# [EXERCISE DESCRIPTION]
Give the data below again with every "yellow" switched to "orange" and everything else left unchanged.

════════════════════

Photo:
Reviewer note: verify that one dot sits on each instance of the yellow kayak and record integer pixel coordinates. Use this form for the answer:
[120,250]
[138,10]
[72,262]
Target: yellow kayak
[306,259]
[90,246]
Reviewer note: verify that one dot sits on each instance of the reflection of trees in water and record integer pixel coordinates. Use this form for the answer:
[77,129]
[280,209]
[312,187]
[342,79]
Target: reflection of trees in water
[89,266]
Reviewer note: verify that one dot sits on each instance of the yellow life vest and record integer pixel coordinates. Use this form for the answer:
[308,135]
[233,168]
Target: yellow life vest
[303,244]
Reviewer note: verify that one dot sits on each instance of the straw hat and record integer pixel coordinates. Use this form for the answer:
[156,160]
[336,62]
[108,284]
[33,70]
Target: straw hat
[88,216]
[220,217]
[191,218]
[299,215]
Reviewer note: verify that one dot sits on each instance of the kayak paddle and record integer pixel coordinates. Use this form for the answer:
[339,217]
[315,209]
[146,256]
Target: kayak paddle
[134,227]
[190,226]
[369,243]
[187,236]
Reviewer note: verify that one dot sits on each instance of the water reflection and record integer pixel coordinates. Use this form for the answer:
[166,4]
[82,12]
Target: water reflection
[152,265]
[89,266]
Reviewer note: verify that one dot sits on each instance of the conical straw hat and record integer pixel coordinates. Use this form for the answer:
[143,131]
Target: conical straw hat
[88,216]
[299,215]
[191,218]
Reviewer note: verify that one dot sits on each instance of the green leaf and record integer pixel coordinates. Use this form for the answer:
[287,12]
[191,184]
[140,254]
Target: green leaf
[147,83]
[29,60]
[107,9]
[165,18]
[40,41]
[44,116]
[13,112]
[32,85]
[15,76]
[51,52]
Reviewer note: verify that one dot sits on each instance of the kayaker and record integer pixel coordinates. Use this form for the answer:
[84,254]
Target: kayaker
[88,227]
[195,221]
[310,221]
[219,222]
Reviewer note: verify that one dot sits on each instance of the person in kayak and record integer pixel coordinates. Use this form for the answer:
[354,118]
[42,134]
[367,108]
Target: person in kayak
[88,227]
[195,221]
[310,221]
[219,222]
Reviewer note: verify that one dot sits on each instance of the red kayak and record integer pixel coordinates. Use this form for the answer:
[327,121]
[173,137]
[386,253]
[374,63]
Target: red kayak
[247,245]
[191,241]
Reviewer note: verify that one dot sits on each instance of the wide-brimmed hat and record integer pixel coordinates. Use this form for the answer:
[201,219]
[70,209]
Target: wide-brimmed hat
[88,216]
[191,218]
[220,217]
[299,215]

════════════════════

# [OUTPUT]
Photo:
Reviewer note: verify that one dot sits on each instance of the orange kayak and record integer pixel coordinates. Use this form for the answer:
[120,250]
[138,10]
[72,262]
Target: orange kayak
[306,259]
[90,246]
Reviewer note: verify that one dot sits on each instance of the reflection of trees in water and record integer pixel coordinates. Use this form for the answer:
[77,129]
[280,209]
[312,187]
[342,79]
Target: reflection of trees in water
[89,266]
Reviewer note: verify that one dot sits on each instance of the orange life vest and record integer pixel coordinates. Use this form for the answer:
[308,135]
[233,168]
Target: orange life vest
[303,244]
Reviewer note: verify that one dot sits on each instance of the straw hat and record integer pixel coordinates. Use this form for the answer:
[156,160]
[336,62]
[108,284]
[33,70]
Target: straw hat
[88,216]
[220,217]
[191,218]
[299,215]
Reviewer note: verify that one dot sits on each instance of the kayak paddle and record integer pixel coordinates. Use this form for the answer:
[339,217]
[315,209]
[146,256]
Target: kayak paddle
[134,227]
[190,226]
[369,243]
[187,236]
Reviewer note: verify that one dot sits on each instance of the water reflection and record integer pixel coordinates. Use this form for the answer:
[166,4]
[82,12]
Target: water reflection
[152,265]
[89,266]
Reviewer note: verify that one dot sits on each instance of the conical straw hat and record integer pixel coordinates. Use this form for the answer:
[143,131]
Target: conical straw hat
[88,216]
[299,215]
[191,218]
Reviewer note: verify that one dot sits on each instance of the green leaf and record integer pixel coordinates. Use this form for the answer:
[287,12]
[191,184]
[140,254]
Target: green leaf
[147,83]
[29,60]
[107,9]
[165,18]
[40,41]
[44,116]
[13,112]
[32,85]
[15,76]
[51,52]
Reviewer note: verify that one dot sits on each instance of the kayaker and record integer pixel coordinates. Use this form for the answer:
[84,254]
Target: kayaker
[88,227]
[195,221]
[310,221]
[219,222]
Reviewer note: verify that one dot sits on each instance of the person in kayak and record integer pixel coordinates. Use this form for the answer:
[354,118]
[42,134]
[367,108]
Target: person in kayak
[88,227]
[195,221]
[310,221]
[219,222]
Reviewer note: verify that one dot sits on each instance of the red kayak and record integer pixel coordinates. Use this form for the answer:
[327,121]
[173,137]
[386,253]
[374,63]
Target: red kayak
[247,245]
[191,241]
Reviewer note: verify that one dot sits on each instance of the wide-brimmed hat and record integer pixel coordinates. Use this form for the answer:
[201,219]
[70,209]
Target: wide-brimmed hat
[88,216]
[191,218]
[220,217]
[299,215]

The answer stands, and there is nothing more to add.